---- PROVIDED RECORDS

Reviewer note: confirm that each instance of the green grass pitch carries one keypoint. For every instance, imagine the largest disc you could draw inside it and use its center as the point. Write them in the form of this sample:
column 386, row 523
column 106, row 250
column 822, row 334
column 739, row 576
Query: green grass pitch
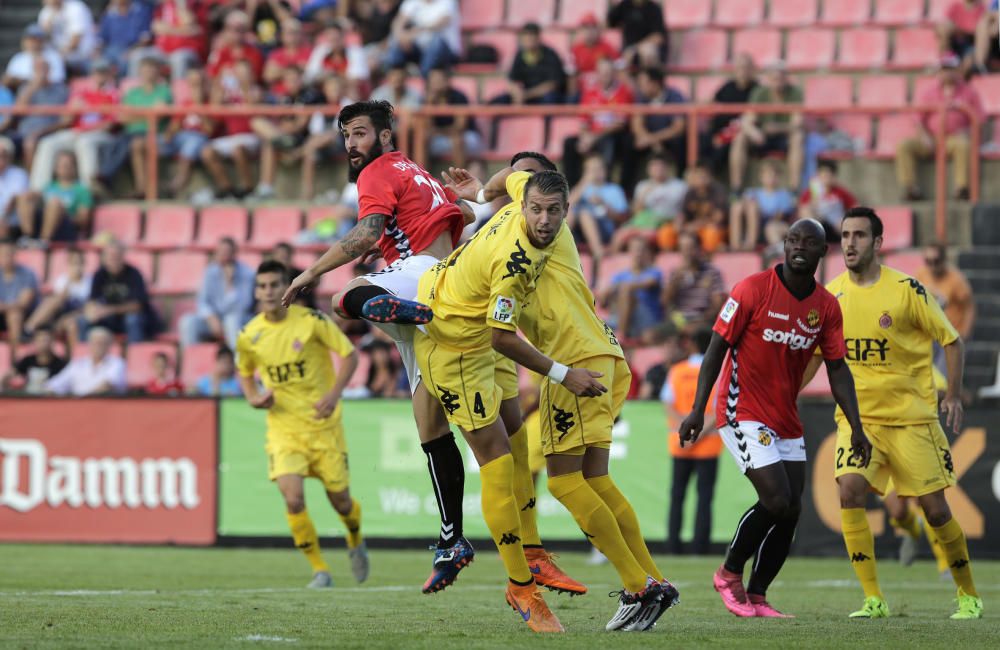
column 147, row 597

--------

● STATED GOAL:
Render every line of the records above as a JSON list of strings, one string per line, skipping blank lines. Leave the pictures out.

● ANSWER FOR THE TASK:
[
  "Reviewer note: confirm that each instance of the green grass pitch carries one keypoint. For every instance, imagine the largest disc you could draw inside it and use its center as the point. Write them in the form of this sample:",
  "column 386, row 523",
  "column 106, row 250",
  "column 822, row 334",
  "column 739, row 576",
  "Query: green grass pitch",
  "column 147, row 597"
]